Point-per-instance localization data:
--- START ---

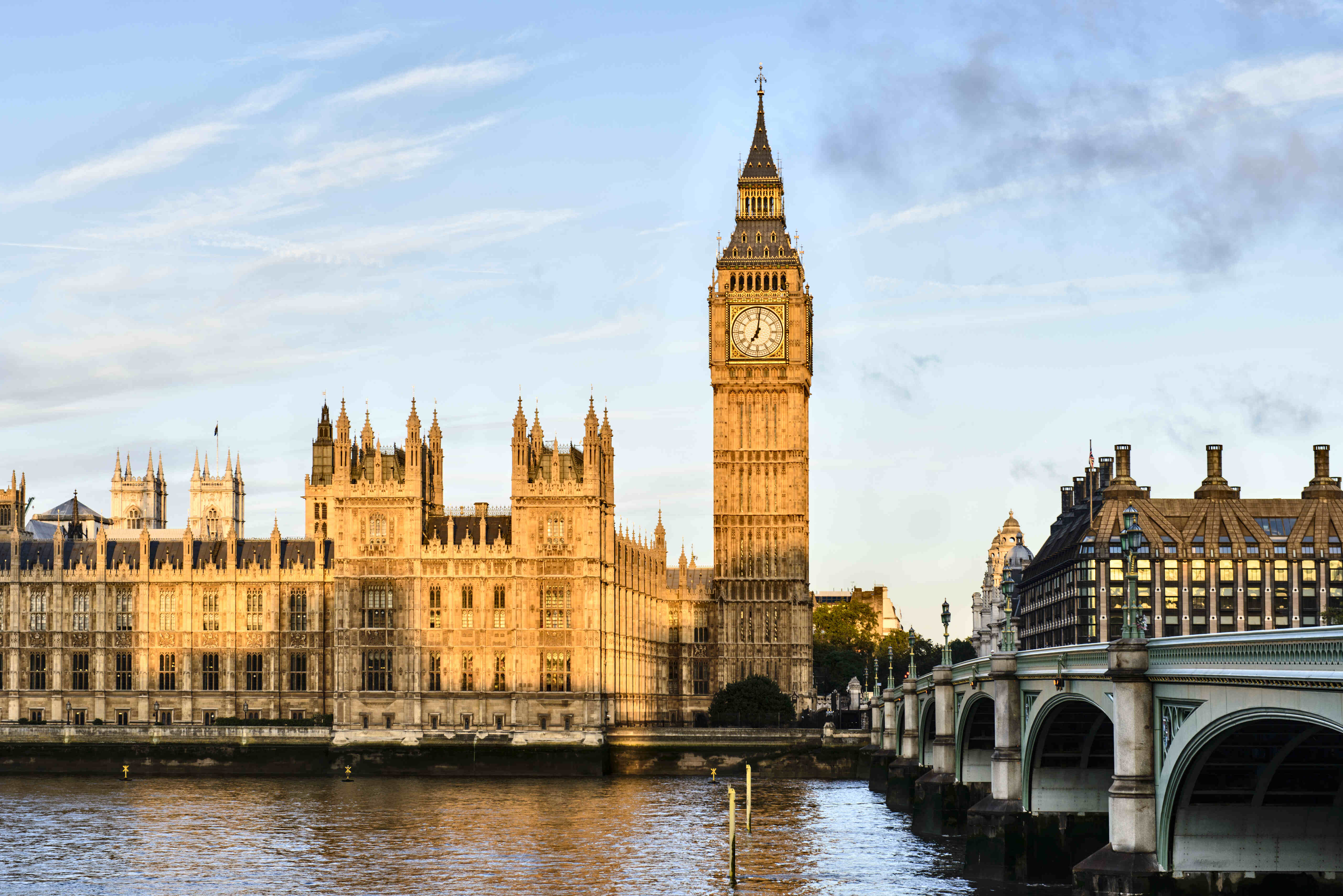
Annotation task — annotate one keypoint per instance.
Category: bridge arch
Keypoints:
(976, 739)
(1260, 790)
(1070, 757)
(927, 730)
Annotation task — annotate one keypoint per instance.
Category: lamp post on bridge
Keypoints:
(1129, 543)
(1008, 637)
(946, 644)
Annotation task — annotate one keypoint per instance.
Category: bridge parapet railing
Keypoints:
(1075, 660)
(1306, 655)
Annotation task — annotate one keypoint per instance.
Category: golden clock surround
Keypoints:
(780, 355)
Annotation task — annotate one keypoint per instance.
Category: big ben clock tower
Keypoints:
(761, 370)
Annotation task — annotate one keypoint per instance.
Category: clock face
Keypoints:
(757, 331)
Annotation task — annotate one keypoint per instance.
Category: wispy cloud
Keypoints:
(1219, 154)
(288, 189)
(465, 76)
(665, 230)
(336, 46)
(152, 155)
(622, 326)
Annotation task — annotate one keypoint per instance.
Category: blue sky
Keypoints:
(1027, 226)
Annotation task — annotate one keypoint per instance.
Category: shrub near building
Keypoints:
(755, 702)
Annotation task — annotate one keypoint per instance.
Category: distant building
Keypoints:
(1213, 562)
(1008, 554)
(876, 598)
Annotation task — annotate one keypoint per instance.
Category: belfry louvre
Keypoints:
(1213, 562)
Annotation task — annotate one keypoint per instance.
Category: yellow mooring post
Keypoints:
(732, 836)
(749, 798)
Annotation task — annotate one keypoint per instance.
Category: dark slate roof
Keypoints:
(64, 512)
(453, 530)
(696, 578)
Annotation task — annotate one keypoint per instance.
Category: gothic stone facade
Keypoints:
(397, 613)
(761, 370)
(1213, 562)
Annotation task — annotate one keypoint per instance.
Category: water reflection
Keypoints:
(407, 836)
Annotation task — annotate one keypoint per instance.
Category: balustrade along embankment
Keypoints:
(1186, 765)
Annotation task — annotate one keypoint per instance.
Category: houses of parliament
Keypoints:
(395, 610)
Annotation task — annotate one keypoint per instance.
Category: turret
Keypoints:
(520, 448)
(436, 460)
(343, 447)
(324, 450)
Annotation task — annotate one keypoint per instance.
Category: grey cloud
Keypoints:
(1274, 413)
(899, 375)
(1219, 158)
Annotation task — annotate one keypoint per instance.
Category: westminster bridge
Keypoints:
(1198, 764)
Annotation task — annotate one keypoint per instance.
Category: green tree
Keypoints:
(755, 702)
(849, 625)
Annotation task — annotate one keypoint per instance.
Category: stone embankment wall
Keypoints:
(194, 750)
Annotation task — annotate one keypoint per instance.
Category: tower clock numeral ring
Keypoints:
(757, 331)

--- END ---
--- START ---

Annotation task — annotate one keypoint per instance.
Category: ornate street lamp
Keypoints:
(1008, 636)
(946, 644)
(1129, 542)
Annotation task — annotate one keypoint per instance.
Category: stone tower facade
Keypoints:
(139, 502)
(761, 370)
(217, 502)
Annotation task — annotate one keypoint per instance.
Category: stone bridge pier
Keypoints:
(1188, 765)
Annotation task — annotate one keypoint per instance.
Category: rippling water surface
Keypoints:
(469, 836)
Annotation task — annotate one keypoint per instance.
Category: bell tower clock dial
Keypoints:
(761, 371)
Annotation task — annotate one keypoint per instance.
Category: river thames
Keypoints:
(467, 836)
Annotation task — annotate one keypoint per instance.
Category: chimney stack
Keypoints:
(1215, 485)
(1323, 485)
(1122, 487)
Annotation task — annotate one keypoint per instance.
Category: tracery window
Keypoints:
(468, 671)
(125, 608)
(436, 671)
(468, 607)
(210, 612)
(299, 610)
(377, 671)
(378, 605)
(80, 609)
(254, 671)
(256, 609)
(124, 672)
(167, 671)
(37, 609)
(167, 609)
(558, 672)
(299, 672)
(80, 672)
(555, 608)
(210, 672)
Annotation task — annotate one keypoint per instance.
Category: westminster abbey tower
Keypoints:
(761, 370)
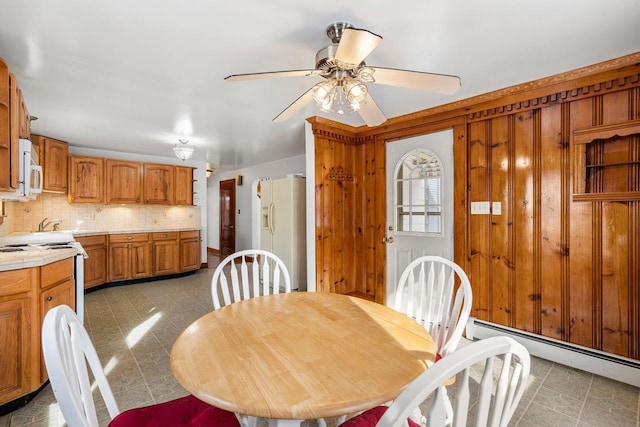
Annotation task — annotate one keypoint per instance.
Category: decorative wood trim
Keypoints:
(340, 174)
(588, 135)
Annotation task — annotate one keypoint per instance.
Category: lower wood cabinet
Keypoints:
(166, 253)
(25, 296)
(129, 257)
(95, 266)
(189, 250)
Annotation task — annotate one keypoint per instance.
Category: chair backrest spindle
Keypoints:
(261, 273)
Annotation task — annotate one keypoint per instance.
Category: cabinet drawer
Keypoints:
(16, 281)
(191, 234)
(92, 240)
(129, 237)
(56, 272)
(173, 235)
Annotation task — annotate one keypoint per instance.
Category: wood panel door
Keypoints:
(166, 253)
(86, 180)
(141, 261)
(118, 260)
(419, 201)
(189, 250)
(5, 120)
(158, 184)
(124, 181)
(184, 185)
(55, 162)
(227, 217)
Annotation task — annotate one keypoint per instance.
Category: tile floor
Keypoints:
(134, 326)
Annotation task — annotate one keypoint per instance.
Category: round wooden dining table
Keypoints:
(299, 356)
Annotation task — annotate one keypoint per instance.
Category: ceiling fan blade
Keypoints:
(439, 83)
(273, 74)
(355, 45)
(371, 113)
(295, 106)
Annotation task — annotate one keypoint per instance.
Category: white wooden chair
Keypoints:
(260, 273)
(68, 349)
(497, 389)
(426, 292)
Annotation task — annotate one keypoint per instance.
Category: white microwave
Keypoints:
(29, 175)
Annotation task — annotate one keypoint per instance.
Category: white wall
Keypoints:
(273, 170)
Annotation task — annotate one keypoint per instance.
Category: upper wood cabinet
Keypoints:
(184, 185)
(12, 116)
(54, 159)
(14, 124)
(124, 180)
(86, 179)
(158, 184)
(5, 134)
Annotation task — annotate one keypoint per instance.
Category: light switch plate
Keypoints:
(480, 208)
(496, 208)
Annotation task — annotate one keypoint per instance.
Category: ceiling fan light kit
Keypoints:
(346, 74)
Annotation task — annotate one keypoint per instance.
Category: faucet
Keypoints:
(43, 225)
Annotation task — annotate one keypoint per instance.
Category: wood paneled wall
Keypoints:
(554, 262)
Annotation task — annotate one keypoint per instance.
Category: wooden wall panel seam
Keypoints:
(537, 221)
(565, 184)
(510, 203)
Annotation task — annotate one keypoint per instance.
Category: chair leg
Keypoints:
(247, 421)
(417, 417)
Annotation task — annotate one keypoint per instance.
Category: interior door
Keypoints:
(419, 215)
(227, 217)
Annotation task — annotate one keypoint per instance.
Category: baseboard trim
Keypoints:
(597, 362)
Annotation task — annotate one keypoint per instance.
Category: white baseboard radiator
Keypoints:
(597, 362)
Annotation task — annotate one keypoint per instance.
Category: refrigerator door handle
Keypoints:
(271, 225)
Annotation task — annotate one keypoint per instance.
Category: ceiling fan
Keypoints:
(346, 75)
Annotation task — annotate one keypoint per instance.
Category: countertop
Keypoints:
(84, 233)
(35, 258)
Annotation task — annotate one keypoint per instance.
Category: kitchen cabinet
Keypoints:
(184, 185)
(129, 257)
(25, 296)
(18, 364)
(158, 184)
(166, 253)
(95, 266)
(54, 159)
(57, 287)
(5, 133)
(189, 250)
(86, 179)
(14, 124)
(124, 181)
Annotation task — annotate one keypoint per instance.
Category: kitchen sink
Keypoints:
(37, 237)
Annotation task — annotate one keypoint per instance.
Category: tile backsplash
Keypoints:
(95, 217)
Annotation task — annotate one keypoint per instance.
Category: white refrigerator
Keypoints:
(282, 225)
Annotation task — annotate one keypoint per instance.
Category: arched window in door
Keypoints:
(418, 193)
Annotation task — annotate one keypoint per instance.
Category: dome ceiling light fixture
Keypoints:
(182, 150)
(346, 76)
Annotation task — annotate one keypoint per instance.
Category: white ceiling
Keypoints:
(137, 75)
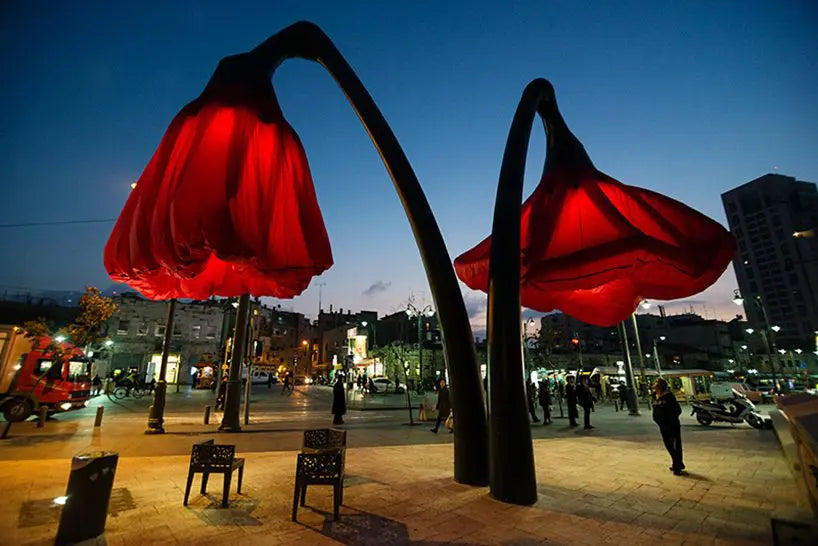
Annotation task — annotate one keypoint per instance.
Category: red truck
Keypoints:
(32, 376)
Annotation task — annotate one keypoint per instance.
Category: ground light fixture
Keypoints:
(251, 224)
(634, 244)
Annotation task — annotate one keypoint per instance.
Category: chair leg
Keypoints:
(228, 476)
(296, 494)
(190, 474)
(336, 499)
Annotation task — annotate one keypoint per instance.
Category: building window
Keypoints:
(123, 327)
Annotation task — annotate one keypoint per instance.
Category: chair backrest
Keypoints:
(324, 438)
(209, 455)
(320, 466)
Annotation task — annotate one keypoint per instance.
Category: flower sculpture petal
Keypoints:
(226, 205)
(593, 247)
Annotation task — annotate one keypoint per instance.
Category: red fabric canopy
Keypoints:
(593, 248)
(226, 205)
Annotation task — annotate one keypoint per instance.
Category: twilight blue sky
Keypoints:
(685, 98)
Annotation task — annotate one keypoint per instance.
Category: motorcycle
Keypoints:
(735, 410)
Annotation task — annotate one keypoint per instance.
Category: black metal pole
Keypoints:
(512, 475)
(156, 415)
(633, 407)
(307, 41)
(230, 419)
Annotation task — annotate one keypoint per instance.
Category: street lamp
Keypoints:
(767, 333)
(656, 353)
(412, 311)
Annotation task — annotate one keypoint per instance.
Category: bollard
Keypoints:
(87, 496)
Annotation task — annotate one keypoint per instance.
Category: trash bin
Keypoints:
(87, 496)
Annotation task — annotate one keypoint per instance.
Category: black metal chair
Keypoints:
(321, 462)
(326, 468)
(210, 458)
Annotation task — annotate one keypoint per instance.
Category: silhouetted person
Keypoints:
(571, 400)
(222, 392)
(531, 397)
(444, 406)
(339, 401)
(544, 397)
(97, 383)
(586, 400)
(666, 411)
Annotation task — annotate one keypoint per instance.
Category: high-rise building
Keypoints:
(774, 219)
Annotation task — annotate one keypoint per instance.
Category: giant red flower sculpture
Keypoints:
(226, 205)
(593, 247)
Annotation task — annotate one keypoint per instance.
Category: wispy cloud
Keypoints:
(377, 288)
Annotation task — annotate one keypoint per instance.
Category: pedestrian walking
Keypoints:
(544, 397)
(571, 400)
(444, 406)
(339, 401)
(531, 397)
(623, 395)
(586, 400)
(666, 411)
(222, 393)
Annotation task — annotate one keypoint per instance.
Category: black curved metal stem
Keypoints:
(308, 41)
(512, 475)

--- END ---

-- YOUR GOAL --
Out of the records above, pick each line that contains the string "kitchen".

-- RESULT FOR THIS TASK --
Category: kitchen cabinet
Category: kitchen sink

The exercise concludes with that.